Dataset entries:
************
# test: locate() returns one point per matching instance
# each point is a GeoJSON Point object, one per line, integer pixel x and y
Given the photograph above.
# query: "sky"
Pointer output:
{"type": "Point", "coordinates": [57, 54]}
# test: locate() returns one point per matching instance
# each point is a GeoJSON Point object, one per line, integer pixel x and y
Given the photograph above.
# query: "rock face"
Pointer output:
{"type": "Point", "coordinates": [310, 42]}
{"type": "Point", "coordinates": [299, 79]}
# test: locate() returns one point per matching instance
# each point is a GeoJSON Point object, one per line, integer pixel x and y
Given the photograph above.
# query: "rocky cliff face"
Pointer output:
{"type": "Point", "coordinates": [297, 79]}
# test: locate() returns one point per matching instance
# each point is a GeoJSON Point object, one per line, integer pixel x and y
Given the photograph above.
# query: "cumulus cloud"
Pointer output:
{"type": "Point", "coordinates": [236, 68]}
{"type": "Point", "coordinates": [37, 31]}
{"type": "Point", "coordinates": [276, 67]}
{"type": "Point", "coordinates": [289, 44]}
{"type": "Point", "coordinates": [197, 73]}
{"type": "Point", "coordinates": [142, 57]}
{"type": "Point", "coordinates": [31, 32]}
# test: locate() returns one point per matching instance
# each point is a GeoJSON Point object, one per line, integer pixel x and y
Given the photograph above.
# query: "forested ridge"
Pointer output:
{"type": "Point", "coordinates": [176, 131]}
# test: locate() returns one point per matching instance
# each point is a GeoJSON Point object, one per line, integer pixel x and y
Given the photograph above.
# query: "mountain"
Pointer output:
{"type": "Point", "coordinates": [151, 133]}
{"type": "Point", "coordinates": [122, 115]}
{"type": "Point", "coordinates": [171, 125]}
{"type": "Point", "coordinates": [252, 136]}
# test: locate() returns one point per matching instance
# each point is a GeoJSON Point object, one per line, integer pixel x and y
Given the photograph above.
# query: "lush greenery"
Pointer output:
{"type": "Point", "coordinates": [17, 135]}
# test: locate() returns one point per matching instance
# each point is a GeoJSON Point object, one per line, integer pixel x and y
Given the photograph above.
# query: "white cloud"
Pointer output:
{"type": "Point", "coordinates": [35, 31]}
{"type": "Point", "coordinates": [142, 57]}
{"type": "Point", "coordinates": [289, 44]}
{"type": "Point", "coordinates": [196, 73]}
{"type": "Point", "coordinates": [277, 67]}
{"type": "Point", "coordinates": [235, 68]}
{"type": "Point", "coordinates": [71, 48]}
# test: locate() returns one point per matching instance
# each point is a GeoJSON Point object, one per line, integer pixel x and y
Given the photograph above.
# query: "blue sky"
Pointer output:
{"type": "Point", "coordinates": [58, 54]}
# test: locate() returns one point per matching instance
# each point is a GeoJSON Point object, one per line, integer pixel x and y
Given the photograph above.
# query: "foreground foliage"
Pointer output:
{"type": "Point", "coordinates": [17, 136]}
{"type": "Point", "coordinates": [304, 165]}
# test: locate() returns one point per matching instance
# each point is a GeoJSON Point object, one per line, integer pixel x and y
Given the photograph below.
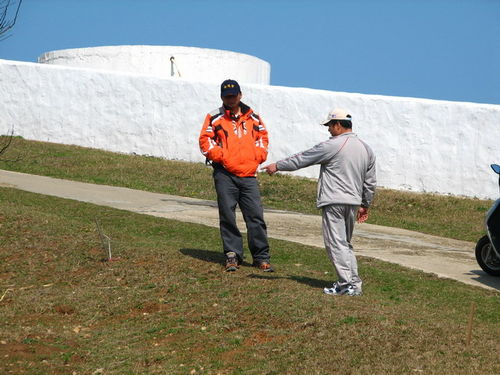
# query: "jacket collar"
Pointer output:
{"type": "Point", "coordinates": [245, 110]}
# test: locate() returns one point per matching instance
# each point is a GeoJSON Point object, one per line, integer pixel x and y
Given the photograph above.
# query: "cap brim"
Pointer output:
{"type": "Point", "coordinates": [230, 92]}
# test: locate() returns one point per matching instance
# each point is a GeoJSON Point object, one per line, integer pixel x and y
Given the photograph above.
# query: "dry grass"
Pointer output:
{"type": "Point", "coordinates": [166, 307]}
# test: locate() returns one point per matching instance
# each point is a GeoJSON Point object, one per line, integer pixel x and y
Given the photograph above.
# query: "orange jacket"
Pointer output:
{"type": "Point", "coordinates": [238, 144]}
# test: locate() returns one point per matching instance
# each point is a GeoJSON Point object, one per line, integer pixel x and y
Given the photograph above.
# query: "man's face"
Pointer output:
{"type": "Point", "coordinates": [333, 128]}
{"type": "Point", "coordinates": [231, 101]}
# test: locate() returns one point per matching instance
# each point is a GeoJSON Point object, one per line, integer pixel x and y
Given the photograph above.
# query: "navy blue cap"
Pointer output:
{"type": "Point", "coordinates": [229, 87]}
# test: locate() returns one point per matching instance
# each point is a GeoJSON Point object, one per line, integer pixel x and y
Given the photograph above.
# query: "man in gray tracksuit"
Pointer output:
{"type": "Point", "coordinates": [346, 187]}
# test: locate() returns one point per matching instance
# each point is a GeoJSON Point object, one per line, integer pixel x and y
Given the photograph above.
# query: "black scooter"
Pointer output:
{"type": "Point", "coordinates": [488, 247]}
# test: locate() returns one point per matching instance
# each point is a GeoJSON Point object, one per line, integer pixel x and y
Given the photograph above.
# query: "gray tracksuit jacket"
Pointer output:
{"type": "Point", "coordinates": [347, 173]}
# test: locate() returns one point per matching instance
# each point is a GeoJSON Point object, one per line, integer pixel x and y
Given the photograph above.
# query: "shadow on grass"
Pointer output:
{"type": "Point", "coordinates": [484, 278]}
{"type": "Point", "coordinates": [219, 258]}
{"type": "Point", "coordinates": [315, 283]}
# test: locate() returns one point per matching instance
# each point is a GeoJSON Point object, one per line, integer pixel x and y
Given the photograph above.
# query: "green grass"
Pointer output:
{"type": "Point", "coordinates": [445, 216]}
{"type": "Point", "coordinates": [166, 306]}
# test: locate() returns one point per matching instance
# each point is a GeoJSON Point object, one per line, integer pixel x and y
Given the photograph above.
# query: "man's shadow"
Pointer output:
{"type": "Point", "coordinates": [219, 258]}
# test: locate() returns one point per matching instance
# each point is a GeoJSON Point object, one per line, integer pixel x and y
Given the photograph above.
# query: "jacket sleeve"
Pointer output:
{"type": "Point", "coordinates": [316, 155]}
{"type": "Point", "coordinates": [369, 183]}
{"type": "Point", "coordinates": [261, 139]}
{"type": "Point", "coordinates": [208, 143]}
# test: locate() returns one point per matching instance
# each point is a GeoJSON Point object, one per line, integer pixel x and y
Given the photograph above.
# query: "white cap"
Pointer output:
{"type": "Point", "coordinates": [337, 114]}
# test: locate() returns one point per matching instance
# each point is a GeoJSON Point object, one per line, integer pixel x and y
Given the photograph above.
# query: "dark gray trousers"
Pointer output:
{"type": "Point", "coordinates": [338, 225]}
{"type": "Point", "coordinates": [244, 192]}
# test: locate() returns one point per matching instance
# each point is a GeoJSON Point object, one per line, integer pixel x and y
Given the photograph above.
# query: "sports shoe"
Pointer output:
{"type": "Point", "coordinates": [263, 265]}
{"type": "Point", "coordinates": [336, 290]}
{"type": "Point", "coordinates": [231, 262]}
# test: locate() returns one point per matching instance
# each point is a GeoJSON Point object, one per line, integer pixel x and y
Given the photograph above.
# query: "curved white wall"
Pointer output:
{"type": "Point", "coordinates": [201, 64]}
{"type": "Point", "coordinates": [421, 145]}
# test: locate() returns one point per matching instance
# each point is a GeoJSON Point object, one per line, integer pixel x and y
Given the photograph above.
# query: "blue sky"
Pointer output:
{"type": "Point", "coordinates": [437, 49]}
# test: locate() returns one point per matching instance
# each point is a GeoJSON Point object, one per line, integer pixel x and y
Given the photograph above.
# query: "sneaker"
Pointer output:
{"type": "Point", "coordinates": [337, 290]}
{"type": "Point", "coordinates": [263, 265]}
{"type": "Point", "coordinates": [231, 262]}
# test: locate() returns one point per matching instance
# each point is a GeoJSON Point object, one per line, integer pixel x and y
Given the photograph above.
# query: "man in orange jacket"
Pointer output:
{"type": "Point", "coordinates": [234, 139]}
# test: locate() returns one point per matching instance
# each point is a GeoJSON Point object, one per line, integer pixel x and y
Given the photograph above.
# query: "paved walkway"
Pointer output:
{"type": "Point", "coordinates": [444, 257]}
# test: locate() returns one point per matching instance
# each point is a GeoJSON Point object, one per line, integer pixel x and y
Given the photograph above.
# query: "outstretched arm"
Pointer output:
{"type": "Point", "coordinates": [362, 215]}
{"type": "Point", "coordinates": [270, 169]}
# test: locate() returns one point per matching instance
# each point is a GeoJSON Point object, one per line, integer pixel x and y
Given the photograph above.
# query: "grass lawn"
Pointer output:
{"type": "Point", "coordinates": [439, 215]}
{"type": "Point", "coordinates": [167, 307]}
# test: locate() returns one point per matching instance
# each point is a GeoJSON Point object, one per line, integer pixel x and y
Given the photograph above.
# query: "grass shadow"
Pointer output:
{"type": "Point", "coordinates": [315, 283]}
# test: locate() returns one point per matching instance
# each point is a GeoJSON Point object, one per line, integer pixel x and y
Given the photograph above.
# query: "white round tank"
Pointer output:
{"type": "Point", "coordinates": [200, 64]}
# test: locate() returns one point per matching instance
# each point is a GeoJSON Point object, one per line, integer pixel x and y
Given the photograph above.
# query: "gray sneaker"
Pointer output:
{"type": "Point", "coordinates": [232, 263]}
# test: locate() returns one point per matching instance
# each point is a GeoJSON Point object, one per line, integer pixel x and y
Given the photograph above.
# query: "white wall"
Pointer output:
{"type": "Point", "coordinates": [202, 64]}
{"type": "Point", "coordinates": [421, 145]}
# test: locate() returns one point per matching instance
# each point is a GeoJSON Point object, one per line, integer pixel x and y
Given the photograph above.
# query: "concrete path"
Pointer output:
{"type": "Point", "coordinates": [441, 256]}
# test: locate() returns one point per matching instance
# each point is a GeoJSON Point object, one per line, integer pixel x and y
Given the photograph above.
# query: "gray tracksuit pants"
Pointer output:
{"type": "Point", "coordinates": [338, 225]}
{"type": "Point", "coordinates": [244, 192]}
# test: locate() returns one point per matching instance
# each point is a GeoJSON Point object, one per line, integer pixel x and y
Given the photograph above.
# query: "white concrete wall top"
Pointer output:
{"type": "Point", "coordinates": [421, 145]}
{"type": "Point", "coordinates": [199, 64]}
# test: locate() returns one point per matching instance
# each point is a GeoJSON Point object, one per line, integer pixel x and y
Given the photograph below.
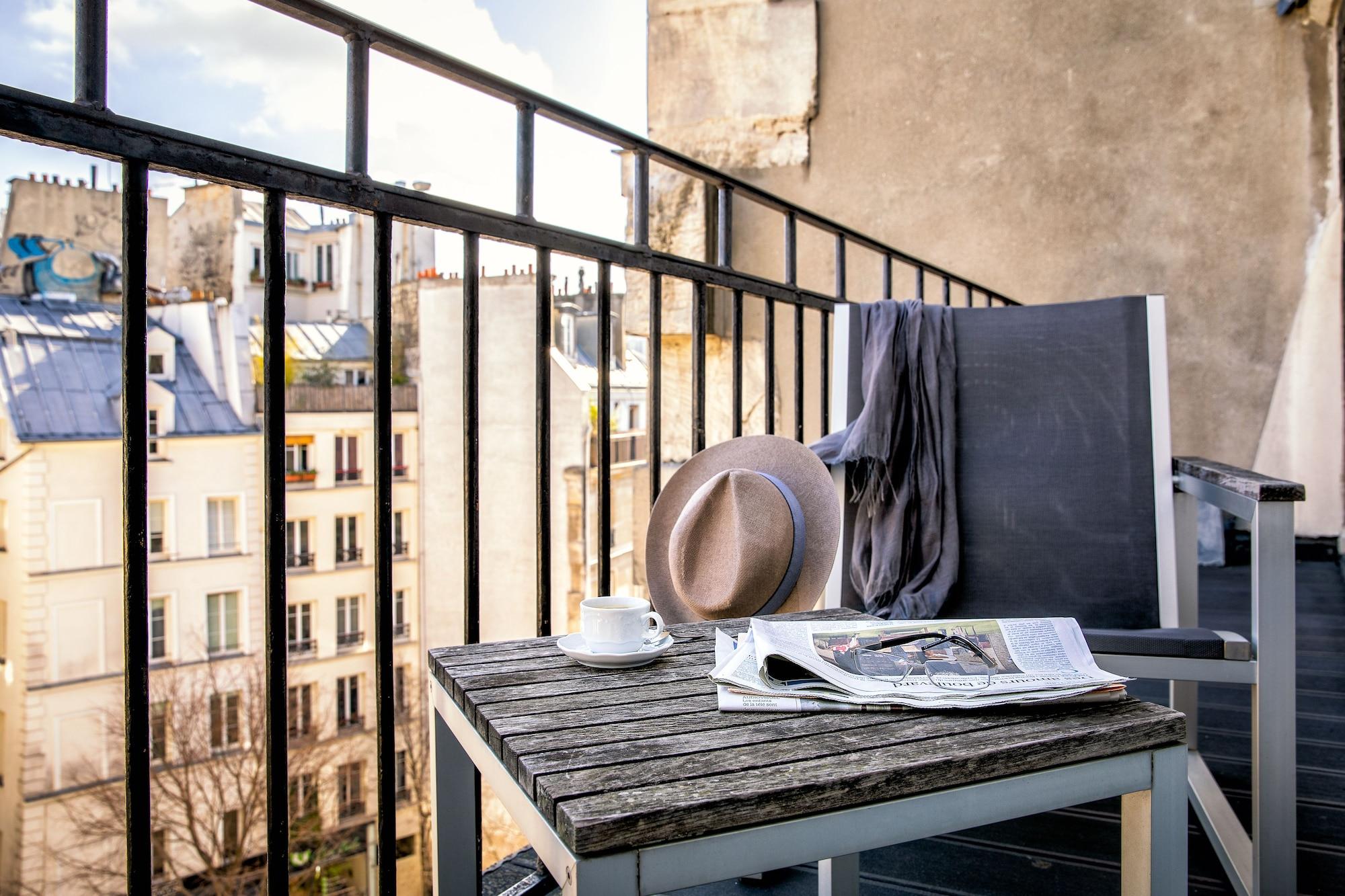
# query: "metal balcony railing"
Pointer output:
{"type": "Point", "coordinates": [87, 126]}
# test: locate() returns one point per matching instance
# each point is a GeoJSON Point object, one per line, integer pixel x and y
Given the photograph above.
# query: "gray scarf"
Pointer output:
{"type": "Point", "coordinates": [902, 447]}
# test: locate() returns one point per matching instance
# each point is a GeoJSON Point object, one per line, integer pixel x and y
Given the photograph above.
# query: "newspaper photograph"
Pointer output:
{"type": "Point", "coordinates": [931, 663]}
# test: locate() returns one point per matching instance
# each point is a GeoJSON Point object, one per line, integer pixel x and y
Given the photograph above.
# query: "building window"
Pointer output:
{"type": "Point", "coordinates": [158, 524]}
{"type": "Point", "coordinates": [229, 834]}
{"type": "Point", "coordinates": [223, 525]}
{"type": "Point", "coordinates": [299, 466]}
{"type": "Point", "coordinates": [301, 628]}
{"type": "Point", "coordinates": [348, 458]}
{"type": "Point", "coordinates": [348, 704]}
{"type": "Point", "coordinates": [158, 627]}
{"type": "Point", "coordinates": [323, 263]}
{"type": "Point", "coordinates": [223, 622]}
{"type": "Point", "coordinates": [348, 546]}
{"type": "Point", "coordinates": [301, 710]}
{"type": "Point", "coordinates": [158, 852]}
{"type": "Point", "coordinates": [350, 790]}
{"type": "Point", "coordinates": [299, 553]}
{"type": "Point", "coordinates": [224, 720]}
{"type": "Point", "coordinates": [400, 689]}
{"type": "Point", "coordinates": [401, 628]}
{"type": "Point", "coordinates": [159, 731]}
{"type": "Point", "coordinates": [303, 798]}
{"type": "Point", "coordinates": [154, 428]}
{"type": "Point", "coordinates": [349, 634]}
{"type": "Point", "coordinates": [400, 776]}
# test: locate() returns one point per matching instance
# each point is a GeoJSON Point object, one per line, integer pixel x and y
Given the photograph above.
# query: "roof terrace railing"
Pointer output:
{"type": "Point", "coordinates": [88, 126]}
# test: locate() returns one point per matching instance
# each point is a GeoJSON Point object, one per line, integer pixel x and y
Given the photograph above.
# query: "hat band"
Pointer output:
{"type": "Point", "coordinates": [792, 573]}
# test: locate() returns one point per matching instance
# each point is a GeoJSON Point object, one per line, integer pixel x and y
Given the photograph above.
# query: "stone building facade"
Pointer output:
{"type": "Point", "coordinates": [1054, 153]}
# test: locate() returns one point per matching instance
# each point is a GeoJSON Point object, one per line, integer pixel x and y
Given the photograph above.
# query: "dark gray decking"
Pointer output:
{"type": "Point", "coordinates": [1078, 850]}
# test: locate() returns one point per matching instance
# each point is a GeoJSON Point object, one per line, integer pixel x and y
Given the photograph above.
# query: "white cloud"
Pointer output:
{"type": "Point", "coordinates": [282, 88]}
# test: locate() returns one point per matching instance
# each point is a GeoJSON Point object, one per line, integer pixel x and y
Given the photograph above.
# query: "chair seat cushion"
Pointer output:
{"type": "Point", "coordinates": [1190, 643]}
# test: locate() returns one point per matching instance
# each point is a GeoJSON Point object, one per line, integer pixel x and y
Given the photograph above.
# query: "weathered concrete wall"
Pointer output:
{"type": "Point", "coordinates": [88, 218]}
{"type": "Point", "coordinates": [1061, 153]}
{"type": "Point", "coordinates": [202, 240]}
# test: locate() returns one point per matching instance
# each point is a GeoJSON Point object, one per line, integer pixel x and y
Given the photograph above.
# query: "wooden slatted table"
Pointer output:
{"type": "Point", "coordinates": [633, 782]}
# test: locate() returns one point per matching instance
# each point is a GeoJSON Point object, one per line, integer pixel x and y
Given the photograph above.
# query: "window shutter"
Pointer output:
{"type": "Point", "coordinates": [213, 622]}
{"type": "Point", "coordinates": [232, 620]}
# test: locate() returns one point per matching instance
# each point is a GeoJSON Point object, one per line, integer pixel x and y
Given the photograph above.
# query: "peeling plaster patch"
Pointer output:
{"type": "Point", "coordinates": [748, 80]}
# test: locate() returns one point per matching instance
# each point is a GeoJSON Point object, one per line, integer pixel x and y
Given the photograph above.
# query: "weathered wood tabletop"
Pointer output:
{"type": "Point", "coordinates": [619, 759]}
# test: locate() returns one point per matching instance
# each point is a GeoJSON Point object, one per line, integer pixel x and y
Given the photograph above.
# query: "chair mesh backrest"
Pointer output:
{"type": "Point", "coordinates": [1055, 464]}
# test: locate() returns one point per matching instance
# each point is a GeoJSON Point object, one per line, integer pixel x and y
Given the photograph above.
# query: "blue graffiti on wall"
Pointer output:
{"type": "Point", "coordinates": [64, 267]}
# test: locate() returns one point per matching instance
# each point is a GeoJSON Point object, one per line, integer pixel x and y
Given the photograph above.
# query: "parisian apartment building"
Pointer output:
{"type": "Point", "coordinates": [61, 525]}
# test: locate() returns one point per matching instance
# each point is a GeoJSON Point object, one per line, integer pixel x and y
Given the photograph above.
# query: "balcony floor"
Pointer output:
{"type": "Point", "coordinates": [1078, 850]}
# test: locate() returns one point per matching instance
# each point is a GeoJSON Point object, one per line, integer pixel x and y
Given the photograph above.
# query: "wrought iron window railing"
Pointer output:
{"type": "Point", "coordinates": [88, 126]}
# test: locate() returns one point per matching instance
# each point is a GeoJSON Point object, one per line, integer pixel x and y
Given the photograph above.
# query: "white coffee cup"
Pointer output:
{"type": "Point", "coordinates": [619, 624]}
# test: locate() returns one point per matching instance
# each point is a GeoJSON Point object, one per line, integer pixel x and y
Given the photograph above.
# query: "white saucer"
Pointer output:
{"type": "Point", "coordinates": [578, 649]}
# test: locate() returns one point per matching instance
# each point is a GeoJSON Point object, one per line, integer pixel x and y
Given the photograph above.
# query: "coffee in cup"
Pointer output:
{"type": "Point", "coordinates": [619, 624]}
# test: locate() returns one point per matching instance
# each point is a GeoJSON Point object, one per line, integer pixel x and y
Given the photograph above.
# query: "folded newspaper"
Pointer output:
{"type": "Point", "coordinates": [968, 663]}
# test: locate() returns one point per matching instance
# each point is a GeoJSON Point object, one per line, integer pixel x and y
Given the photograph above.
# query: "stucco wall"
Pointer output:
{"type": "Point", "coordinates": [89, 218]}
{"type": "Point", "coordinates": [1061, 153]}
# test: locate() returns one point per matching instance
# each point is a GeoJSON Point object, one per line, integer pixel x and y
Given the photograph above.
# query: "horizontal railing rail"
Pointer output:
{"type": "Point", "coordinates": [87, 126]}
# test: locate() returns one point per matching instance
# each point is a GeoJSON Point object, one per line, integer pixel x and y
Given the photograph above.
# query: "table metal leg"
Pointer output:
{"type": "Point", "coordinates": [458, 817]}
{"type": "Point", "coordinates": [1153, 830]}
{"type": "Point", "coordinates": [840, 876]}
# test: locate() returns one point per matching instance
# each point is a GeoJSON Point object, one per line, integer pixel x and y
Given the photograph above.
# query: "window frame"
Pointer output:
{"type": "Point", "coordinates": [163, 638]}
{"type": "Point", "coordinates": [227, 729]}
{"type": "Point", "coordinates": [348, 702]}
{"type": "Point", "coordinates": [221, 618]}
{"type": "Point", "coordinates": [240, 544]}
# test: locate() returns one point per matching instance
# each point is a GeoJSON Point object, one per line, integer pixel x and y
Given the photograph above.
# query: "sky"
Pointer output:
{"type": "Point", "coordinates": [236, 72]}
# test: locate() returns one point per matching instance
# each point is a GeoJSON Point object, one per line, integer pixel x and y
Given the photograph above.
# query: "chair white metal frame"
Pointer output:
{"type": "Point", "coordinates": [1266, 861]}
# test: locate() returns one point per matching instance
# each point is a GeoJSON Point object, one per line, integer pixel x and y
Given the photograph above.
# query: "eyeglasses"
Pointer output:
{"type": "Point", "coordinates": [950, 671]}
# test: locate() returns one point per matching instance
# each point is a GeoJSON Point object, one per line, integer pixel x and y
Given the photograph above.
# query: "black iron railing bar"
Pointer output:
{"type": "Point", "coordinates": [384, 688]}
{"type": "Point", "coordinates": [798, 373]}
{"type": "Point", "coordinates": [92, 53]}
{"type": "Point", "coordinates": [656, 373]}
{"type": "Point", "coordinates": [769, 352]}
{"type": "Point", "coordinates": [525, 163]}
{"type": "Point", "coordinates": [738, 364]}
{"type": "Point", "coordinates": [274, 540]}
{"type": "Point", "coordinates": [135, 477]}
{"type": "Point", "coordinates": [471, 440]}
{"type": "Point", "coordinates": [605, 428]}
{"type": "Point", "coordinates": [38, 119]}
{"type": "Point", "coordinates": [543, 401]}
{"type": "Point", "coordinates": [391, 44]}
{"type": "Point", "coordinates": [699, 335]}
{"type": "Point", "coordinates": [357, 104]}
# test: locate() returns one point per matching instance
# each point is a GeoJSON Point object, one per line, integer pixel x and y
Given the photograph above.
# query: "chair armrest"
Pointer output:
{"type": "Point", "coordinates": [1233, 489]}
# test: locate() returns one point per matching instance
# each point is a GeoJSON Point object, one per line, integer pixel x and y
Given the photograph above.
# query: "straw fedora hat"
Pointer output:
{"type": "Point", "coordinates": [744, 528]}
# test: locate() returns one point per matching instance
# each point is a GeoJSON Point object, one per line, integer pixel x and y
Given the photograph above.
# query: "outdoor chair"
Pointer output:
{"type": "Point", "coordinates": [1070, 503]}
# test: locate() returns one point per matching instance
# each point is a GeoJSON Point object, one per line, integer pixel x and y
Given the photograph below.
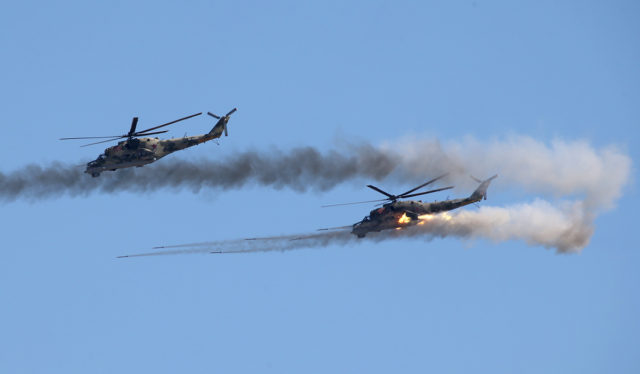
************
§ **Problem to solve**
Please copy every line of the records above in which "orange" appears.

§ **Task answer**
# query: "orange jacket"
# query: "man in orange jacket"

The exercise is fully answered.